■ Excerpt
+===+

The yellow warning sign on the drive reads, "CHILDREN AT PLAY." The sauna--once a site for strictly adult games--is now used to store toys. The only bunnies in evidence at the Playboy mansion are the furry four-legged kind, part of Hugh Hefner's personal zoo.

At 68, Hugh Marston Hefner is five years into his marriage to former Playmate Kimberly Conrad. He has two children with her, and has turned the day-to-day operations of Playboy Enterprises over to Christie Hefner, his daughter from his first marriage. These days he's writing his autobiography, looking back at a life that, by any measure, has been quite an adventure.

Hefner was 27 when he published the first issue of Playboy, in 1953. It was an instant hit. Hefner's genius was in removing the furtive, plain-brown-wrapper feel of the pin-up publications of the day. He designed his magazine to be kept on the coffee table, not hidden under the bed. In the pages of Playboy, he associated sex with money, sophistication and style. And Hefner made himself into the embodiment of that Playboy ideal--a regular guy who digs cool jazz, has a really neat bachelor pad and lots of sex with lots of gorgeous women.

During the 1960s and '70s, his magazine spawned an empire--a broad-based merchandising operation, Playboy clubs and casinos and the Playboy cable TV channel. Hefner was at the helm, often with the help of Dexedrine, and always with a Pepsi. He took the company public and then moved from Chicago to Los Angeles in 1975, purchasing an estate built in the 1920s by Arthur Letts Jr., whose father founded the Broadway department stores. Hefner transformed the Letts home into his Playboy Mansion--complete with redwood forest, aviary, hot-tub grotto and game house. Parties were frequent and wild.

But with the dawn of the 1980s, the foundations of the Playboy empire were shaken. To many young people the magazine was either offensive or a curious anachronism. Circulation plummeted and, in short order, the company lost gambling licenses in London and Atlantic City. AIDS put the brakes on the sexual revolution. Dorothy Stratten, 1980 Playmate of the Year was murdered by her husband amid allegations that Hefner was somehow linked to the tragedy. Then in 1985, Hefner had a stroke.

He made a quick and seemingly full recovery. But Hefner says he was forever changed by the experience. The announcement of his marriage made front-page news in 1989, and the once highly visible Hefner now jealously guards his new family's privacy.

Hefner wore his trademark silk pajamas for this interview. His Pepsi is now diet--and caffeine-free. Across an oversized backgammon table he talked of sex, gender and repression.


You've always been right in the middle of the battle of the sexes. How would you characterize the relationship of men and women right now?

I think it's a very mixed message today. I think our society is fragmented. Messages regarding human sexuality have always been mixed in America. We are a schizophrenic nation. We were founded initially by Puritans, who escaped repression only to establish their own. Then the founding fathers gave us the Constitution to separate church and state. But the one thing that got left out of all those laws was human sexuality.

+===+

■ Entries supplied
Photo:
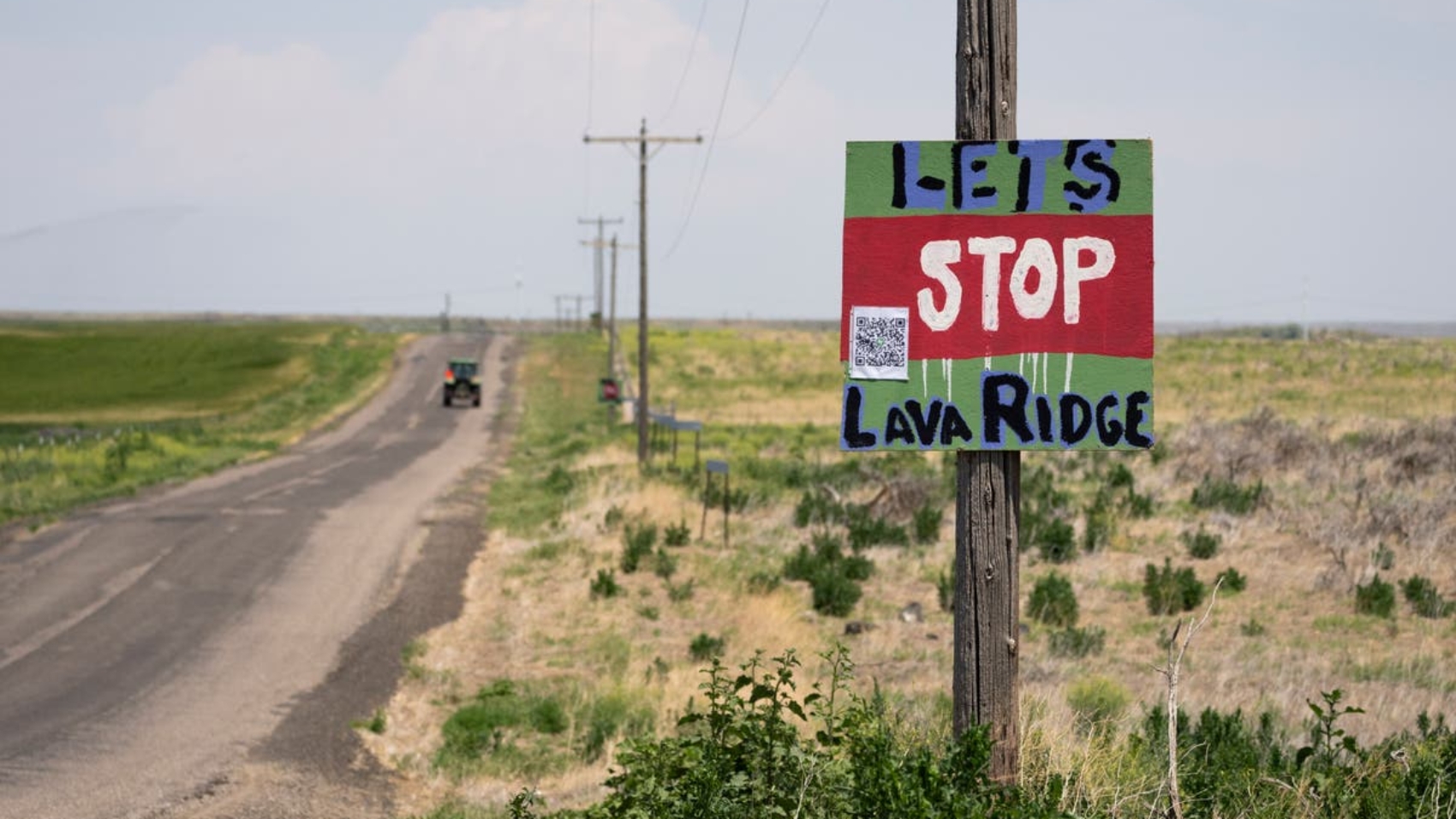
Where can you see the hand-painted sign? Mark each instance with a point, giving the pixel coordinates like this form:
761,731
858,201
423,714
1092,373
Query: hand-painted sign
998,295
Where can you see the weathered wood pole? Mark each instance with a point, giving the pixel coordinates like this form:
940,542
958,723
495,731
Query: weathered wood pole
988,484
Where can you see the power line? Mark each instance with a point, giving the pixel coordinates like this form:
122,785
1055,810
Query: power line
786,75
708,155
692,50
592,54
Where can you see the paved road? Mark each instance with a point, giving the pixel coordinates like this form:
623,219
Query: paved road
195,652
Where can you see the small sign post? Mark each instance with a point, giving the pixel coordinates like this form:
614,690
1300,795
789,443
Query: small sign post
998,295
715,468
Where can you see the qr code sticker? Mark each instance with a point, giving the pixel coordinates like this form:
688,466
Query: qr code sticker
880,343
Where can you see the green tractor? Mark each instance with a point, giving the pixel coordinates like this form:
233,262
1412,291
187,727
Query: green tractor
463,382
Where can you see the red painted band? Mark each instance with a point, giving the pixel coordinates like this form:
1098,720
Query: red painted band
883,268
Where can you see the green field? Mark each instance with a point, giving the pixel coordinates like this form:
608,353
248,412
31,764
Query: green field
104,409
1316,480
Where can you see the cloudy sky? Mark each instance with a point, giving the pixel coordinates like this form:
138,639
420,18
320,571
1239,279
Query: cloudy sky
376,155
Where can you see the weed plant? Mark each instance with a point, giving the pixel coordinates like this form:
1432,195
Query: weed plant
1376,598
761,750
1171,590
1423,596
1227,494
1077,643
164,401
1202,544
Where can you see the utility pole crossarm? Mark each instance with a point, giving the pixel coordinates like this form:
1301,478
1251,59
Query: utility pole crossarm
642,139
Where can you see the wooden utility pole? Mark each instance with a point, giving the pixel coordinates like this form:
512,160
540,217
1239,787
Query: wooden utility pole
988,482
642,140
597,308
612,316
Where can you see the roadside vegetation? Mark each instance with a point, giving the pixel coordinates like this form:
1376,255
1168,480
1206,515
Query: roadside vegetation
99,410
804,669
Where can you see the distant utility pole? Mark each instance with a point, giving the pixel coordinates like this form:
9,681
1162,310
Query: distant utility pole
612,290
642,140
596,267
988,482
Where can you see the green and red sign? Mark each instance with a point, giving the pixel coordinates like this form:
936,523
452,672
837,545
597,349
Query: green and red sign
998,295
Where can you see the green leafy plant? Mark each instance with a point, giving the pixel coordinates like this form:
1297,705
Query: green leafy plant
1202,544
1058,541
1327,739
1423,596
1231,580
946,589
1376,598
1096,702
676,534
605,586
1077,643
1171,590
638,541
705,648
928,523
1227,494
1098,522
1053,602
665,565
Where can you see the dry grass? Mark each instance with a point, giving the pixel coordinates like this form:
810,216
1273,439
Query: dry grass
1334,497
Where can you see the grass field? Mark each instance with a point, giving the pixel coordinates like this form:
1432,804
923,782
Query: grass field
1310,469
98,410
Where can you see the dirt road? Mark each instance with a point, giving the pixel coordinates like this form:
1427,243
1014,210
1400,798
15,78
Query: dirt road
201,652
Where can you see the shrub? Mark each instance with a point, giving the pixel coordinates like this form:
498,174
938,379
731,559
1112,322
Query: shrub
1043,506
868,529
605,584
636,544
1096,700
480,726
1168,590
1058,541
761,582
1376,598
1053,602
747,754
1077,643
705,648
834,594
1383,559
1232,580
928,523
676,534
1227,494
665,565
832,576
1096,531
680,592
1202,544
1422,595
817,509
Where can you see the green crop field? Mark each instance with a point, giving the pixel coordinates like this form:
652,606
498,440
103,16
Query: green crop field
102,409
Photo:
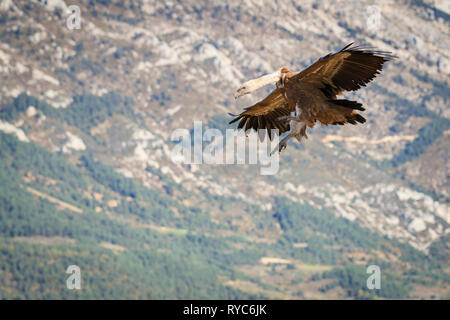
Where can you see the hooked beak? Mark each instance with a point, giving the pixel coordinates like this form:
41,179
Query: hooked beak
255,84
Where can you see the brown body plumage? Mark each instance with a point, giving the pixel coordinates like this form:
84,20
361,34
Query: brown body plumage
302,98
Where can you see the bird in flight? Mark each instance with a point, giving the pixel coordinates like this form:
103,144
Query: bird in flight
302,98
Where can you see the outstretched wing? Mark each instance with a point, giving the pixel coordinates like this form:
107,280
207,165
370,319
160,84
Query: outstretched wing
265,114
347,70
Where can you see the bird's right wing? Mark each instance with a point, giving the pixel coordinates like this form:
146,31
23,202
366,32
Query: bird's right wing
265,114
347,70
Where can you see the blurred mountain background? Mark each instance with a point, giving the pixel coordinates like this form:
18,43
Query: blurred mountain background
86,176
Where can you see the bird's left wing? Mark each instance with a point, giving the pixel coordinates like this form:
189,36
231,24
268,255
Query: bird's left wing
265,114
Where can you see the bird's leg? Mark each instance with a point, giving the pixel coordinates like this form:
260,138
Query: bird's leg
301,133
296,116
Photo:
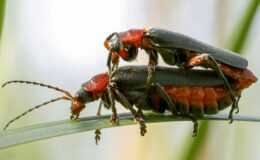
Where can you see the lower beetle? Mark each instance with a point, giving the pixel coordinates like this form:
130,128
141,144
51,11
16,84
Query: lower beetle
175,49
188,94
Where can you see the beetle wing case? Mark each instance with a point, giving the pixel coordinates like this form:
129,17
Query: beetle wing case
166,39
134,77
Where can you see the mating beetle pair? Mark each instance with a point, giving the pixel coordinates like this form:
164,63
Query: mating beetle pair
185,93
175,49
188,94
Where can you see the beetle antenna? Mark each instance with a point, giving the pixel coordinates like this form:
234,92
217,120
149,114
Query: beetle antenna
40,84
38,106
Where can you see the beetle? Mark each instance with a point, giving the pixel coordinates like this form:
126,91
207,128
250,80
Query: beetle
189,94
175,49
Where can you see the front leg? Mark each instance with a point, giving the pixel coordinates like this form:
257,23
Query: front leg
139,119
153,61
98,132
114,117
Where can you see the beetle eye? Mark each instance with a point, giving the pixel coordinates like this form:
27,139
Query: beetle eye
114,44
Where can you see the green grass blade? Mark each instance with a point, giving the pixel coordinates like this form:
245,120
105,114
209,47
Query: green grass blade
2,12
235,44
59,128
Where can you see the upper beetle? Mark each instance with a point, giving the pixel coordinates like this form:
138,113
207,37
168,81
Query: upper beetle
175,49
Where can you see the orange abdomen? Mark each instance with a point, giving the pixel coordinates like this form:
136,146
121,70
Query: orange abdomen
196,100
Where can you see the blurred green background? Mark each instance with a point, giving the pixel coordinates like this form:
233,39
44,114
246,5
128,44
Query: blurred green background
60,42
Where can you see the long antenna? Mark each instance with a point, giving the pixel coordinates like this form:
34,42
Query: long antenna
68,97
39,84
38,106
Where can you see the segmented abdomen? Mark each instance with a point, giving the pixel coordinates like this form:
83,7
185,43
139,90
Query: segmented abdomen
195,100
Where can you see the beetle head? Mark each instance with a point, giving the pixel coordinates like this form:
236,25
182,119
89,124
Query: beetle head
114,43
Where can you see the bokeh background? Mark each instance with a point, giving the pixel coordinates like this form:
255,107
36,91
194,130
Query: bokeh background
60,42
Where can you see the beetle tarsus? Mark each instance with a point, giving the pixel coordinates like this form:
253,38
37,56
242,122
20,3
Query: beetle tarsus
97,136
114,119
142,124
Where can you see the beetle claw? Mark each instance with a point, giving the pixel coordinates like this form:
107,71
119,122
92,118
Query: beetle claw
114,119
142,125
97,137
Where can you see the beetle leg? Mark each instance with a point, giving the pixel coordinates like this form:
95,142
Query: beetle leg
109,58
153,61
173,108
97,132
197,60
238,98
114,117
139,119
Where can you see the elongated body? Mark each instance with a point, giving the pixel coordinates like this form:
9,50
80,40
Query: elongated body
194,91
188,94
175,49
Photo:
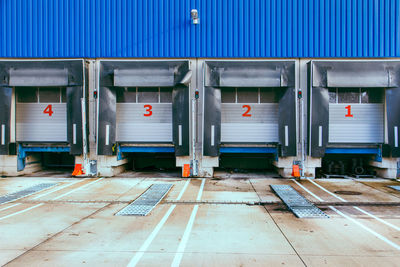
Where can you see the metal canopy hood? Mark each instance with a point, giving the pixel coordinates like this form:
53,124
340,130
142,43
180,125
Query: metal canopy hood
41,73
356,74
144,73
250,74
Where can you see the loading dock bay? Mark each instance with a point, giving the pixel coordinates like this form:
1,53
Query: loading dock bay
201,222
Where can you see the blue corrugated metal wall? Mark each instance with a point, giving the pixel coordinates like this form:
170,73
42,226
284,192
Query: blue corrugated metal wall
228,28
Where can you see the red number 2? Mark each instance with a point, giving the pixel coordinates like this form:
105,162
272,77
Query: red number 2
348,111
148,109
48,110
246,113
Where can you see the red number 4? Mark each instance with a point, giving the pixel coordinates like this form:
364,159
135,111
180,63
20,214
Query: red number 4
48,110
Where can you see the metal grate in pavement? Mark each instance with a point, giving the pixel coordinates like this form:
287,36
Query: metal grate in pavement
25,192
395,187
296,203
147,201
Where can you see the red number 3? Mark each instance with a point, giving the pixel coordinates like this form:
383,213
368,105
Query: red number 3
48,110
148,109
246,113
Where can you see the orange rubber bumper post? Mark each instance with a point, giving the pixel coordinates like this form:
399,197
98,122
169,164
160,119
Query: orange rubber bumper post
78,170
186,170
296,171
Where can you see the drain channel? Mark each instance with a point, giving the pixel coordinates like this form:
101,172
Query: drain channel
25,192
395,187
296,203
147,201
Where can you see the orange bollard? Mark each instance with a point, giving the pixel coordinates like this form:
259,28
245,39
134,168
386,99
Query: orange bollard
296,171
186,170
78,170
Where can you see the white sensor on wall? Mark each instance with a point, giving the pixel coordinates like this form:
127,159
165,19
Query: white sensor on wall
195,16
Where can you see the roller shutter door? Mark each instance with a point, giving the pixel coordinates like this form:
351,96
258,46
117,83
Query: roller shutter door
41,115
249,115
360,120
144,115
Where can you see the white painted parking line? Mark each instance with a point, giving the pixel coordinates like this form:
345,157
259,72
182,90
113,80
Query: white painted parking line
357,208
41,204
135,260
327,191
366,228
79,188
57,189
9,207
21,211
379,219
348,217
182,245
308,191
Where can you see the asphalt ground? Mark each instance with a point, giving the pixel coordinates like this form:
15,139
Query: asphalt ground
201,222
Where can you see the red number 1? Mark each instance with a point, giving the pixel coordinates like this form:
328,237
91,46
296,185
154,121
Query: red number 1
348,111
48,110
246,113
148,109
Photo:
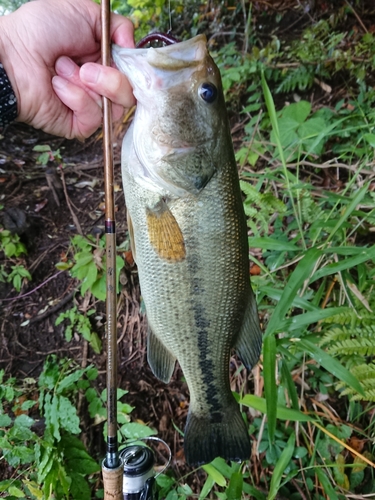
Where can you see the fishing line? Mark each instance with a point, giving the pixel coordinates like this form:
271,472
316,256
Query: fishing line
112,468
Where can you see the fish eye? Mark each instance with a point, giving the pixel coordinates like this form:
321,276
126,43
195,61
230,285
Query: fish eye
208,92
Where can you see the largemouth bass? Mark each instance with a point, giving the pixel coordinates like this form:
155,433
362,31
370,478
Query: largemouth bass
189,238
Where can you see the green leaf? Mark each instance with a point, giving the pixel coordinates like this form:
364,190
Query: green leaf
24,420
283,413
302,272
16,492
268,243
79,488
330,364
280,467
336,267
5,420
68,416
68,382
83,465
301,320
298,111
270,389
326,484
134,430
370,138
234,490
215,474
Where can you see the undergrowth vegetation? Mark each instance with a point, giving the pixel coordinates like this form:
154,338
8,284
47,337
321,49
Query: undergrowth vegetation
307,173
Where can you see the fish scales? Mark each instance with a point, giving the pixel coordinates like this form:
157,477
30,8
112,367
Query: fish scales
189,238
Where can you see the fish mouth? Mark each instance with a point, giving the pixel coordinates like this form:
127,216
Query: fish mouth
161,67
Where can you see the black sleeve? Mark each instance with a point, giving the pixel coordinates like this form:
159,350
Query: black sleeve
8,100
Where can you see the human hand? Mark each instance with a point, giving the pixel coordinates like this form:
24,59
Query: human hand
50,50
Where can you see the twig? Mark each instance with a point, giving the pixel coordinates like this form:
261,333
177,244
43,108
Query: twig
75,220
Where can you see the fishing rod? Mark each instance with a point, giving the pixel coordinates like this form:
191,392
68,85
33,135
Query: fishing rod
112,467
128,475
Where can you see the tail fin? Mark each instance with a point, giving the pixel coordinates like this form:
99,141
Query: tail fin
206,438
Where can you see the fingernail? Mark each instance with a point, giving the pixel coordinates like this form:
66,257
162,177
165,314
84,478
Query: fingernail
89,73
59,82
65,66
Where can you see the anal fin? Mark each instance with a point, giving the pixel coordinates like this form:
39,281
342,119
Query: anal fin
248,343
131,234
161,361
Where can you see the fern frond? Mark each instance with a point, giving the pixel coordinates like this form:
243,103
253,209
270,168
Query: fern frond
337,334
365,374
358,346
300,78
348,316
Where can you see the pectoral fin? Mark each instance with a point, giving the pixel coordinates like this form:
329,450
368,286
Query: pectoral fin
131,235
248,344
164,233
161,361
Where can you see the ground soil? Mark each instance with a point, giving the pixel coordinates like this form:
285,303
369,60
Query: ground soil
49,227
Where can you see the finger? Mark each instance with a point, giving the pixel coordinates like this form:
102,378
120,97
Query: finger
69,70
85,115
109,82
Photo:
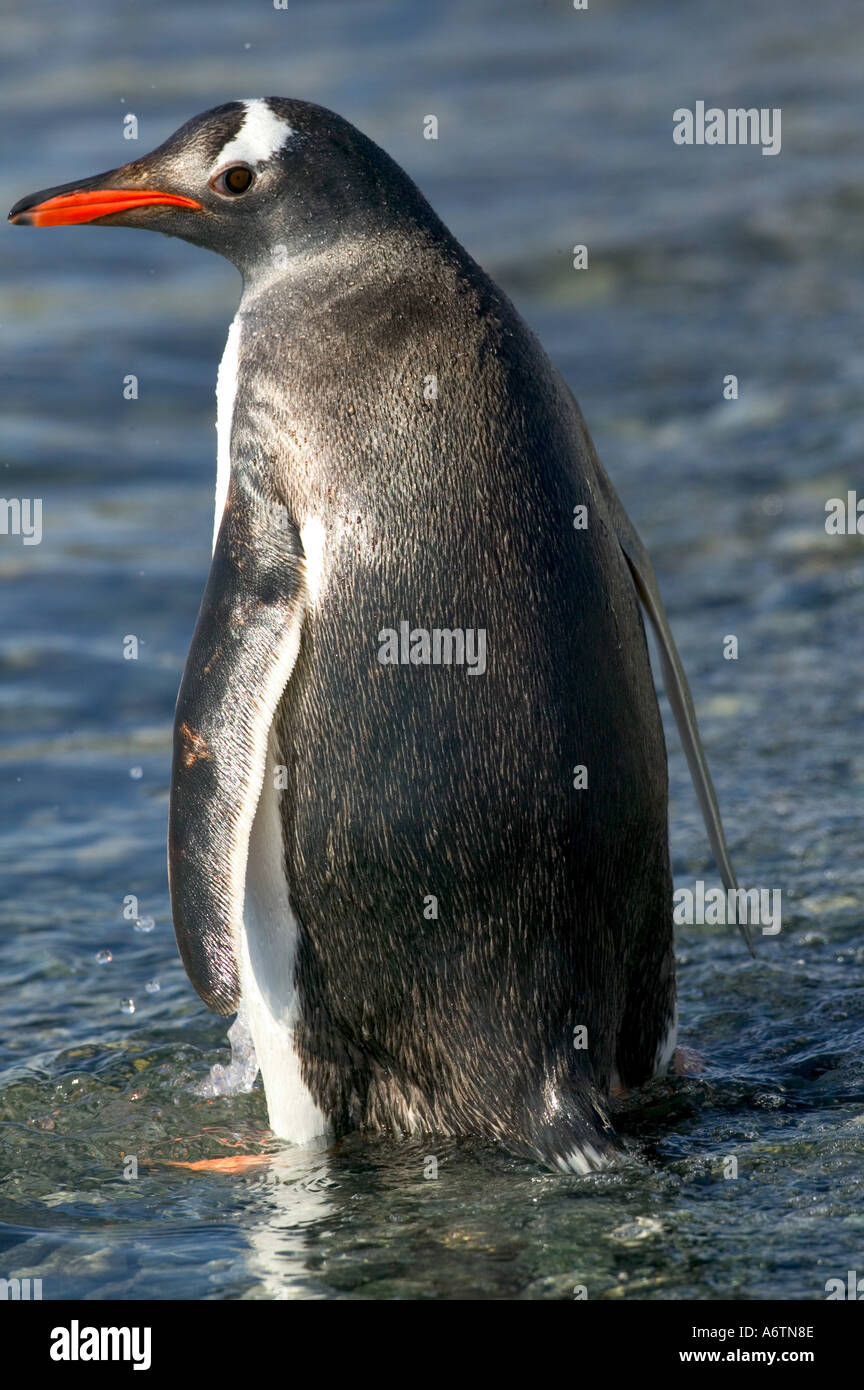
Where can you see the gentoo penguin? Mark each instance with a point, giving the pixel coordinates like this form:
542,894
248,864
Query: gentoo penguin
418,799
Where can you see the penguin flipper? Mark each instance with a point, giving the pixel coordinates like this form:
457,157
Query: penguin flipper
241,659
674,680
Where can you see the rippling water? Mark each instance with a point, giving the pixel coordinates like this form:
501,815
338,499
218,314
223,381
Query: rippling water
554,129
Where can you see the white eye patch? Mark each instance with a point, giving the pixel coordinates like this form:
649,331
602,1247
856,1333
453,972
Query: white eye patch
260,136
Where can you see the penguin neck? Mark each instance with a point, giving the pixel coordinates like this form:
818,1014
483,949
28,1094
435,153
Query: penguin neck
317,268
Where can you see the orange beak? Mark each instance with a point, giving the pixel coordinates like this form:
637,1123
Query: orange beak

+===+

■ Work order
Could you carry on the Hugh Hefner interview from its last sentence?

■ Task result
The relationship between the sexes is in many ways suffering from even more confused messages than ever before. You have the religious right and some left-wing feminists both taking very conservative postures on sexuality and the images of sex. There is within the women's movement an antagonism towards sexuality and towards the opposite sex that obviously makes no sense and certainly wasn't what (Betty) Friedan had in mind when she wrote "The Feminine Mystique" and started it all in the early 1960s.

We're fascinated by our sexuality and frightened by it. And during the Reagan and Bush era you got an entire decade of anti-sex government. Sex is not the enemy. It is the beginning of civilization, family and tribe. Sex can be twisted and exploited, but in its most essential form, it's the best part of who we are. And it frightens us.

How did your efforts to open up the dialogue about sex, gender and sexuality either add to the confusion or provide some clarity?

This may be self-serving, but I sometimes feel that Playboy is one of the very few moral compasses when it comes to sex in America. Very early on, Playboy was saying the McMartin (child molestation) case was just another Salem witch hunt. We got sexual hysteria in many forms in the 1980s. It included a wave of McMartin-style allegations that had nothing to do with any real child abuse, and it was fed by AIDS. I said early on that if AIDS did not exist there is a portion of this country that would have had to invent it.

How has the reality of AIDS transformed the philosophy behind Playboy?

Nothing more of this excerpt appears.